Would you print the full listing word for word?

::::::

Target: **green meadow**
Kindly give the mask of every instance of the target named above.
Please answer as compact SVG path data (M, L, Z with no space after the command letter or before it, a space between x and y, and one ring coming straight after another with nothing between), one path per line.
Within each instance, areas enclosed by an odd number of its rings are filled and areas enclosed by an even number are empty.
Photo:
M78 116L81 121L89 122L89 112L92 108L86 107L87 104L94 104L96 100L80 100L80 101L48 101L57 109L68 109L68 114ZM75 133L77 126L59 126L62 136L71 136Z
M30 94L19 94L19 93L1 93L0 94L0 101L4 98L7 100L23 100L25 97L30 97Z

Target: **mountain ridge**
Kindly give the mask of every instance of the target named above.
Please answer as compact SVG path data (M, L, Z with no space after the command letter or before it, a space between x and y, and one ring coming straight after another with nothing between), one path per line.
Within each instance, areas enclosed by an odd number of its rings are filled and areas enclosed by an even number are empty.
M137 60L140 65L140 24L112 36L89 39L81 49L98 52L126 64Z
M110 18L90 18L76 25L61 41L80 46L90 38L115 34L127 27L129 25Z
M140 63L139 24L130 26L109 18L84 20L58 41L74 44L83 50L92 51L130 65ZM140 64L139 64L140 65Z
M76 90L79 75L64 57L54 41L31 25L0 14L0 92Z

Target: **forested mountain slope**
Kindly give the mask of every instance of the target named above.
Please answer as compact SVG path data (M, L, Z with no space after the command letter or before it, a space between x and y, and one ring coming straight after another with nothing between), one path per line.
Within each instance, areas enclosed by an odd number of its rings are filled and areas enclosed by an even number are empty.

::::::

- _RESULT FOR THIS EXERCISE_
Target: **green meadow**
Kindly give the mask of every instance of the target named above.
Please answer as compact SVG path data (M, L, Z with no space after the command letter or before it, a space between x and y, and one ring coming straight after another with nothing between), one path per line.
Within each instance, areas enclosed by an odd number of its rings are filled and areas enclosed by an even number are empty.
Photo:
M78 116L81 121L89 122L89 112L92 108L86 107L87 104L94 104L96 100L80 100L80 101L48 101L57 109L68 109L68 114ZM75 133L77 126L59 126L62 136L71 136Z
M30 94L19 94L19 93L1 93L0 94L0 101L4 98L7 100L23 100L25 97L30 97Z

Target: **mountain ridge**
Kindly give the mask of every instance of the target named above.
Please answer as compact SVG path data (M, L, Z with no space after the command letter or before it, a space between x and y, and one ring coming straight after another with nothing between), one path per line.
Within each instance, areas enclosed by an odd number of its rings are filled and areas enclosed by an even number are empty.
M137 60L140 65L140 24L112 36L89 39L81 49L98 52L126 64Z
M110 18L90 18L76 25L61 41L80 46L90 38L115 34L127 27L129 25Z
M140 63L139 24L130 26L109 18L84 20L58 41L74 44L83 50L92 51L130 65ZM140 64L139 64L140 65Z
M76 90L79 75L64 57L54 41L31 25L0 14L0 92Z

Target: **forested mountain slope**
Kindly give the mask of every instance of the target named above.
Please answer as compact SVG path data (M, L, Z with no space after the command letter or before it, a space between x and y, and one ring coming straight after another with nothing between), one path per line.
Within each instance, areas enclosed by an odd number of its rings are filled and areas enclosed by an even number are empty.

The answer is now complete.